::: Input

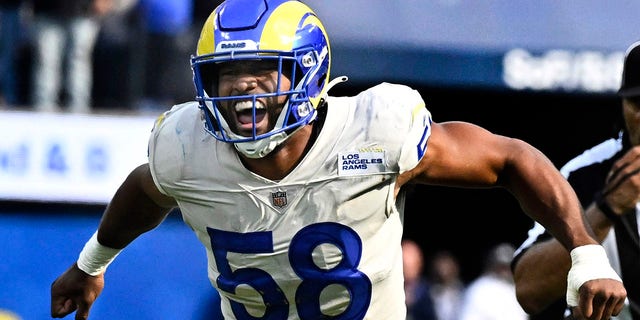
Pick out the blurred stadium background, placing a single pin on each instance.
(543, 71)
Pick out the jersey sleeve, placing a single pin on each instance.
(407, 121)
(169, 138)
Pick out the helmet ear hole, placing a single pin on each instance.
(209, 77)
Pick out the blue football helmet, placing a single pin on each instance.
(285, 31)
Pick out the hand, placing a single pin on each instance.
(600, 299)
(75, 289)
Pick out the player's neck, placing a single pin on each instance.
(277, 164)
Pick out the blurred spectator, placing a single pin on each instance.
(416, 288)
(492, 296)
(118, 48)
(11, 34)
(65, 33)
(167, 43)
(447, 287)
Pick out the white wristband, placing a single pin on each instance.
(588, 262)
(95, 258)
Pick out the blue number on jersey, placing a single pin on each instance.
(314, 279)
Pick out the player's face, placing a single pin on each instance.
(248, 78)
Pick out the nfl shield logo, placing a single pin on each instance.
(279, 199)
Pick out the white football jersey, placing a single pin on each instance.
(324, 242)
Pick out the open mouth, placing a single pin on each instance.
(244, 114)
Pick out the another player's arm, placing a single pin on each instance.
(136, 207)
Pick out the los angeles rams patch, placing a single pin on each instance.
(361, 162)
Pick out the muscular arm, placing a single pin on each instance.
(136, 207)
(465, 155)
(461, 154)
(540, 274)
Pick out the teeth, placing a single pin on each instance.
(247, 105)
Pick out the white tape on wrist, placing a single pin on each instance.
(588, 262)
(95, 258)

::::::
::: Input

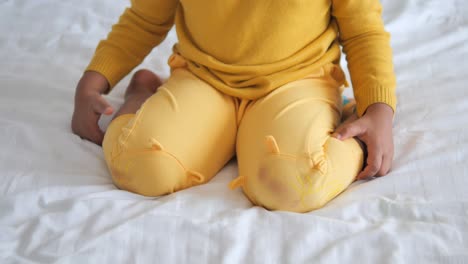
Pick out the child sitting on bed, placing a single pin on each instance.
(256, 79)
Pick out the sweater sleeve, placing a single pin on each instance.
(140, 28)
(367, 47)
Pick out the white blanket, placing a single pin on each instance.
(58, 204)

::::::

Problem requirements
Please count the lines in the entries above that contain the string "jersey", with case counting, and give only the number.

Solution below
3